#### INSTRUCTIONS:
**A.** Answer these questions using the article on Bank of Tanzania interest rates. Mark your answers (i), (ii) and (iii).
(i) Which market does the governor describe as the anchor of the bank's interest rate policy?
(ii) What two changes did some independent economists want regulation of commercial bank rates to bring about?
(iii) On what date did the Bank of Tanzania remove the maximum lending rate for commercial banks?
**B.** Translate this sentence from the article on Bank of Tanzania interest rates into Spanish: "In a controlled economy whereby prices are not freely determined, interest rates are normally regulated by the central bank."
**C.** Repeat word for word the part of the article on Bank of Tanzania interest rates between "Interest rate is" and "resources then available.", inclusive.

#### GIVEN PASSAGE:
• • • • • • •

UNDER the prevailing market-oriented economy, the Bank of Tanzania will maintain market-determined interest rates rather than directly regulate rates set by commercial banks in the country, BoT Governor Prof. Benno Ndulu has said.

Regulation of the interest rates of commercial banks may lead to imperfect pricing of financial instruments, hence inappropriate allocation and utilization of resources, Prof. Ndulu told THISDAY in an interview.

He said in most cases of controlled economies where central banks do regulate interest rates of commercial banks, the final result is usually ineffective.

’’Following the lifting of controls on interest rate determination, the Bank of Tanzania continues to exercise a market-determined interest rate policy, where the treasury bills market continues to be the anchor,’’ he said.

Of late, some independent economists have suggested that the BoT should start regulating interest rates at commercial banks with the aim of lowering lending rates and raising deposit rates.

Interest rate is the price a borrower has to pay to enjoy the use of cash which he/she does not own, and the return a lender enjoys for deferring his/her consumption or parting with liquidity. This rate can be analysed in the normal framework of demand and supply.

In a controlled economy whereby prices are not freely determined, interest rates are normally regulated by the central bank.

’’Our past experience has shown clearly that controlled regimes result in inefficiency in resource allocation,’’ Ndulu pointed out, recalling how Tanzania in the 1990s embarked on a series of macroeconomic reforms that allowed ’’invisible hands of the market’’ to allocate the scarce resources then available.

’’The financial industry was one of the sectors that received a sizeable level of reforms for it to work more efficiently. One of these reforms was the liberalization of interest rates, whereby on 1 July 1993, the Bank of Tanzania removed the maximum lending rate of 31 per cent for commercial banks,’’ he explained.

He continued: ’’This was purposely done in order to allow the market to determine cost of funds more efficiently and avoid prohibitive/restrictive policies which impair effective utilization of resources.’’

In the years since the liberalization of interest rates, the spread between lending and deposit rates has stayed quite high, but started narrowing down steadily following improved competition in the banking system associated with the reforms.

• • • • • • •

#### DATA ENTRIES:

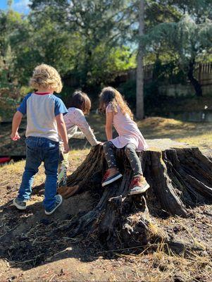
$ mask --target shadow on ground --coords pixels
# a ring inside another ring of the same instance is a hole
[[[17,210],[12,201],[0,207],[1,226],[4,227],[0,235],[1,258],[6,259],[12,267],[23,270],[67,257],[85,262],[96,259],[99,246],[90,245],[89,238],[82,240],[70,238],[67,232],[57,231],[77,213],[92,209],[94,201],[89,192],[65,200],[61,207],[48,216],[44,213],[40,196],[42,189],[42,185],[35,188],[33,200],[29,202],[26,211]]]

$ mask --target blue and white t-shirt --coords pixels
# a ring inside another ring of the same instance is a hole
[[[26,137],[44,137],[59,141],[56,116],[68,112],[60,98],[52,93],[29,93],[18,111],[27,114]]]

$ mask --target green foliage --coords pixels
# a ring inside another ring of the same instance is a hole
[[[212,22],[197,24],[188,15],[177,23],[164,23],[156,25],[142,38],[146,51],[157,51],[169,46],[177,54],[179,64],[187,69],[198,56],[211,48]]]

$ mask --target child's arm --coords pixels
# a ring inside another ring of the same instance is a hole
[[[67,154],[69,152],[68,140],[67,136],[67,131],[66,128],[65,121],[63,120],[63,114],[59,114],[56,116],[56,123],[58,126],[58,133],[63,142],[64,146],[64,154]]]
[[[106,123],[105,125],[105,131],[108,140],[113,139],[113,113],[112,111],[106,112]]]
[[[92,146],[96,146],[101,143],[96,140],[82,111],[77,109],[75,111],[74,114],[69,116],[68,114],[67,114],[65,116],[67,120],[71,118],[72,123],[75,124],[80,129]]]
[[[13,116],[13,124],[12,124],[12,133],[11,135],[11,137],[12,140],[17,141],[20,137],[18,133],[19,125],[20,124],[21,120],[23,118],[23,114],[20,111],[17,111],[16,113]]]

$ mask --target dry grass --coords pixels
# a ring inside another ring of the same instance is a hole
[[[104,118],[99,116],[92,115],[89,117],[89,122],[94,125],[94,131],[99,133],[96,136],[100,140],[105,140],[103,121]],[[201,149],[208,154],[211,154],[212,125],[210,123],[185,123],[174,119],[149,118],[139,121],[138,125],[146,138],[169,137],[199,146]],[[85,159],[89,151],[89,149],[85,149],[70,152],[69,154],[70,166],[68,171],[68,174],[75,170]],[[24,161],[21,161],[0,168],[1,193],[2,195],[0,200],[1,205],[4,204],[15,196],[21,180],[24,164]],[[35,177],[35,185],[42,183],[44,178],[44,168],[41,167],[39,173]],[[41,201],[42,198],[39,195],[34,195],[32,200],[34,202]],[[183,238],[197,247],[209,249],[212,238],[211,216],[205,214],[208,212],[211,213],[210,207],[197,207],[195,208],[195,211],[197,212],[195,216],[190,218],[189,221],[187,219],[178,217],[158,219],[157,226],[153,226],[153,231],[156,232],[158,228],[160,229],[160,225],[166,226],[170,229],[175,228],[177,230],[176,238]],[[13,217],[17,214],[15,210],[13,212],[13,214],[8,214],[8,216]],[[203,218],[204,214],[205,217]],[[21,216],[19,216],[21,217]],[[1,222],[4,221],[4,217],[5,212],[2,209],[0,226]],[[15,223],[18,224],[18,222]],[[14,228],[16,224],[14,225]],[[39,228],[39,223],[35,223],[34,229],[32,226],[30,233],[33,234],[35,232],[37,232]],[[7,231],[6,226],[1,226],[1,228],[2,231],[3,228]],[[69,245],[71,245],[72,243],[68,237],[58,238],[59,240],[61,242],[67,241]],[[39,241],[35,241],[34,245],[36,245],[37,242]],[[77,241],[75,243],[75,246],[77,243]],[[156,246],[156,251],[151,251],[153,246],[148,246],[148,250],[143,250],[139,254],[137,253],[136,255],[133,254],[133,250],[132,250],[132,254],[128,255],[123,255],[114,251],[113,253],[118,257],[116,259],[107,259],[101,257],[101,254],[98,254],[96,255],[96,257],[93,257],[91,261],[87,262],[83,262],[78,258],[80,256],[82,257],[83,252],[86,251],[77,249],[75,252],[78,252],[77,256],[74,252],[70,251],[69,251],[69,257],[66,257],[63,255],[63,252],[55,254],[54,257],[58,257],[58,259],[54,259],[53,261],[49,259],[49,262],[46,262],[45,265],[41,265],[26,271],[23,271],[21,269],[12,268],[5,260],[2,260],[2,262],[0,260],[0,266],[2,269],[0,271],[0,280],[146,282],[210,282],[211,281],[211,254],[210,255],[207,252],[201,254],[190,253],[189,255],[182,253],[179,256],[173,254],[170,250],[167,251],[167,246],[163,242],[159,244],[156,243],[154,246],[154,250]],[[73,246],[72,247],[74,248]],[[86,246],[86,250],[88,249],[89,247]],[[165,250],[165,249],[166,250]],[[70,265],[72,266],[70,267]],[[15,278],[11,278],[13,276]]]

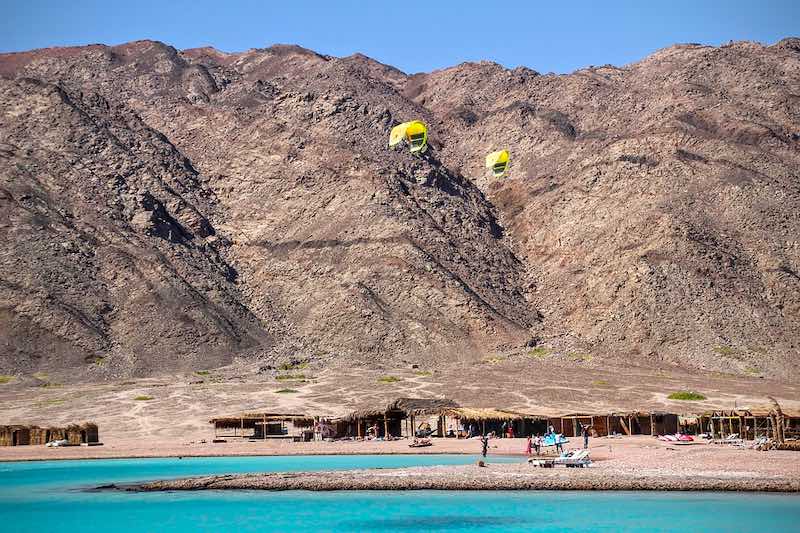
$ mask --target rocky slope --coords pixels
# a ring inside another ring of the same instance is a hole
[[[0,371],[798,373],[797,39],[565,76],[141,41],[0,55],[0,93]],[[429,159],[386,148],[413,118]]]

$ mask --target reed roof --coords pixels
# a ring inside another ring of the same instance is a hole
[[[253,425],[256,422],[292,422],[295,425],[311,425],[314,418],[298,413],[240,413],[214,417],[208,421],[218,427],[239,427],[242,422]]]
[[[546,419],[544,416],[529,415],[504,409],[494,409],[487,407],[456,407],[448,409],[446,416],[453,418],[463,418],[465,420],[522,420],[524,418]]]
[[[383,418],[387,414],[395,417],[442,415],[458,404],[448,398],[397,398],[384,407],[362,407],[346,414],[341,420],[351,422],[364,418]]]

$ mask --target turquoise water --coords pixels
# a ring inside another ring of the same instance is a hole
[[[305,456],[0,463],[4,531],[781,531],[800,497],[653,492],[91,493],[109,482],[254,471],[463,464],[474,457]],[[519,458],[494,458],[519,461]]]

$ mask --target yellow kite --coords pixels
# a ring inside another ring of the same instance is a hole
[[[508,169],[508,158],[508,150],[492,152],[486,156],[486,168],[492,169],[492,175],[495,178],[502,178]]]
[[[395,126],[389,134],[389,146],[396,146],[402,141],[408,143],[408,148],[412,154],[424,152],[428,148],[428,127],[419,120],[412,120]]]

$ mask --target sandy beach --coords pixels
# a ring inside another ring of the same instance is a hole
[[[8,448],[0,460],[100,459],[122,457],[196,457],[311,454],[464,453],[476,458],[477,440],[433,439],[428,448],[409,448],[408,441],[228,442],[221,444],[116,442],[99,447],[61,449]],[[567,449],[575,448],[577,441]],[[142,490],[400,490],[400,489],[587,489],[587,490],[746,490],[800,491],[800,454],[760,452],[726,445],[676,446],[649,436],[594,438],[587,469],[542,469],[529,465],[524,439],[493,439],[488,466],[441,466],[399,470],[252,474],[157,481]],[[493,456],[517,455],[519,463],[498,464]],[[130,487],[129,487],[130,488]]]
[[[323,443],[325,444],[325,443]],[[402,443],[341,443],[305,453],[400,453]],[[427,453],[472,452],[477,443],[439,441]],[[649,437],[598,438],[590,446],[594,463],[583,469],[543,469],[527,463],[492,463],[492,454],[518,451],[522,439],[494,441],[487,466],[437,466],[349,472],[272,473],[206,476],[155,481],[124,490],[713,490],[800,492],[800,454],[759,452],[723,445],[670,446]],[[371,446],[372,445],[372,446]],[[275,450],[278,451],[278,450]],[[297,449],[300,451],[300,448]]]

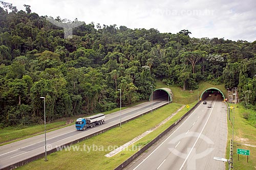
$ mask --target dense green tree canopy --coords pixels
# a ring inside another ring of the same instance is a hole
[[[0,7],[0,124],[38,123],[90,114],[148,98],[156,79],[195,89],[200,81],[239,87],[247,105],[256,103],[256,41],[195,38],[93,22],[62,28],[33,13]],[[65,21],[59,17],[58,21]],[[77,21],[75,20],[75,21]],[[250,94],[250,97],[248,97]]]

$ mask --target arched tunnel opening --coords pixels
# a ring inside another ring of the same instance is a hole
[[[211,87],[204,90],[200,97],[200,99],[202,101],[213,98],[216,98],[217,101],[223,101],[225,99],[225,96],[220,89],[215,87]]]
[[[169,99],[168,98],[169,97]],[[168,88],[161,88],[155,89],[153,91],[153,101],[173,101],[173,92]],[[150,96],[149,101],[151,101],[151,94]]]

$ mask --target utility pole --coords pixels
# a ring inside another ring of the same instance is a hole
[[[150,86],[151,87],[151,113],[153,113],[153,86]]]
[[[120,127],[121,128],[121,126],[122,126],[122,103],[121,99],[122,96],[121,95],[121,89],[117,89],[120,91]]]
[[[237,87],[235,87],[234,89],[236,89],[236,94],[234,95],[234,104],[236,105],[237,104],[237,89],[238,89]]]
[[[45,161],[47,161],[47,150],[46,150],[46,98],[40,97],[44,99],[44,112],[45,113]]]

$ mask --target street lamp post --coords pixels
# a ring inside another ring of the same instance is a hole
[[[169,90],[169,84],[167,84],[168,85],[168,90]],[[168,104],[169,104],[169,92],[168,92]]]
[[[120,91],[120,127],[122,125],[122,103],[121,103],[121,89],[118,89]]]
[[[47,152],[46,151],[46,98],[40,97],[44,99],[44,112],[45,113],[45,161],[47,161]]]
[[[150,86],[151,87],[151,113],[153,112],[153,86]]]

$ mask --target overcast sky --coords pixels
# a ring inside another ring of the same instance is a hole
[[[95,26],[116,24],[161,33],[188,30],[190,36],[256,40],[255,0],[2,0],[39,16],[78,20]]]

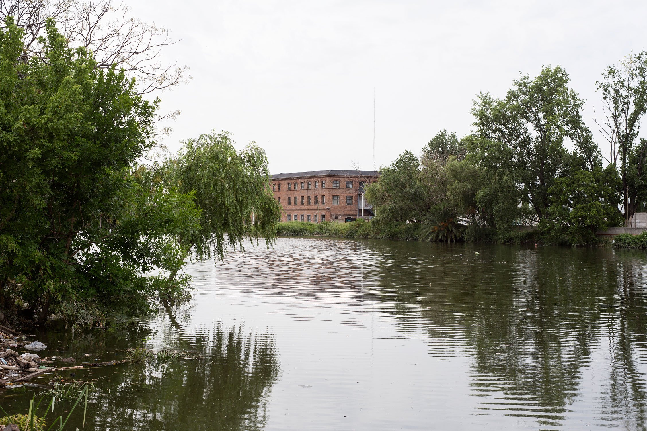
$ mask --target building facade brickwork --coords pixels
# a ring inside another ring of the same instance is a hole
[[[281,222],[344,222],[373,215],[364,188],[379,176],[378,171],[311,171],[272,175],[270,185]]]

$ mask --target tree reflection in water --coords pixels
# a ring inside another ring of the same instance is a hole
[[[132,365],[102,383],[89,417],[90,429],[262,429],[265,405],[278,373],[274,341],[267,333],[217,325],[184,337],[176,348],[197,350],[204,359]]]
[[[582,396],[585,368],[602,355],[593,383],[601,397],[589,400],[601,425],[645,423],[644,253],[499,247],[476,257],[469,247],[393,248],[378,265],[382,297],[395,299],[402,331],[419,314],[432,355],[473,357],[477,410],[559,426]],[[395,270],[404,265],[406,273]]]

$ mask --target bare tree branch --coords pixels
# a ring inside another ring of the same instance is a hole
[[[113,0],[0,0],[0,19],[13,16],[25,31],[25,56],[41,56],[39,37],[47,18],[56,21],[72,47],[93,53],[99,68],[115,65],[136,78],[140,94],[163,90],[191,79],[189,68],[162,60],[164,47],[177,43],[168,30],[131,16]],[[2,23],[0,23],[1,25]],[[173,112],[169,116],[177,115]],[[165,116],[165,118],[168,116]],[[161,119],[161,118],[160,118]]]

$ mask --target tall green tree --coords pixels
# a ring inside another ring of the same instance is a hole
[[[366,187],[366,198],[375,205],[376,218],[386,222],[419,222],[433,202],[421,180],[420,160],[408,150],[380,169],[380,180]]]
[[[472,110],[477,133],[494,143],[490,152],[502,153],[502,167],[523,193],[535,221],[546,217],[549,189],[568,169],[567,142],[591,168],[599,158],[582,120],[584,101],[568,88],[569,79],[558,66],[543,67],[534,78],[514,81],[503,99],[479,94]]]
[[[51,19],[47,30],[28,59],[12,19],[0,30],[0,307],[22,301],[41,322],[52,306],[138,312],[168,289],[146,273],[176,264],[169,238],[197,229],[199,210],[132,174],[155,143],[159,100],[98,70]]]
[[[609,142],[608,162],[620,173],[623,215],[630,225],[647,200],[647,140],[638,137],[647,113],[647,52],[630,54],[619,65],[609,66],[596,85],[604,114],[598,123]]]
[[[228,246],[242,249],[245,240],[262,237],[269,246],[276,236],[281,209],[270,189],[267,156],[255,143],[242,151],[234,144],[227,132],[212,131],[185,142],[161,167],[166,184],[193,193],[201,210],[199,229],[177,238],[186,257],[221,258]]]

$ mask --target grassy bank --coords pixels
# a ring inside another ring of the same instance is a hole
[[[285,222],[279,225],[277,235],[284,237],[322,235],[336,238],[417,240],[419,224],[410,223],[376,223],[358,220],[349,223],[310,223]]]
[[[647,249],[647,232],[643,232],[639,235],[632,235],[630,233],[616,235],[613,238],[613,246],[622,248]]]

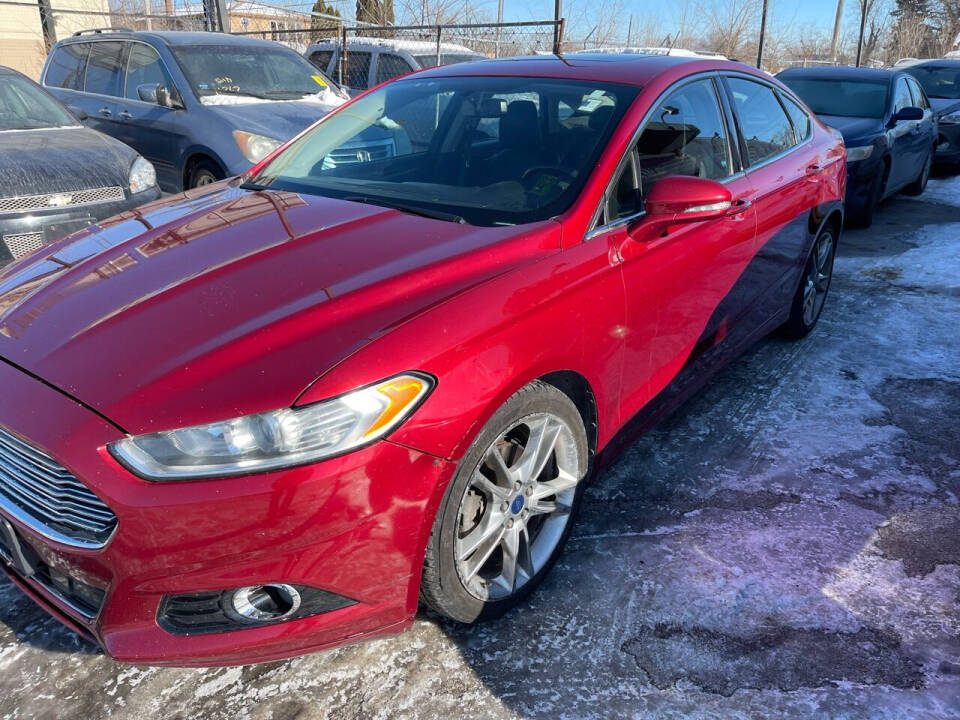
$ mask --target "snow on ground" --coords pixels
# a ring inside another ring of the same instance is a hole
[[[817,330],[630,446],[497,622],[141,669],[0,582],[0,717],[960,717],[958,246],[940,201],[845,233]]]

• • • • • • •

#### RESULTS OF THE EXERCISE:
**A.**
(i) The treasury bills market.
(ii) Lower lending rates and higher deposit rates.
(iii) 1 July 1993.

**B.** En una economía controlada en la que los precios no se determinan libremente, las tasas de interés suelen ser reguladas por el banco central.

**C.**
Interest rate is the price a borrower has to pay to enjoy the use of cash which he/she does not own, and the return a lender enjoys for deferring his/her consumption or parting with liquidity. This rate can be analysed in the normal framework of demand and supply.

In a controlled economy whereby prices are not freely determined, interest rates are normally regulated by the central bank.

’’Our past experience has shown clearly that controlled regimes result in inefficiency in resource allocation,’’ Ndulu pointed out, recalling how Tanzania in the 1990s embarked on a series of macroeconomic reforms that allowed ’’invisible hands of the market’’ to allocate the scarce resources then available.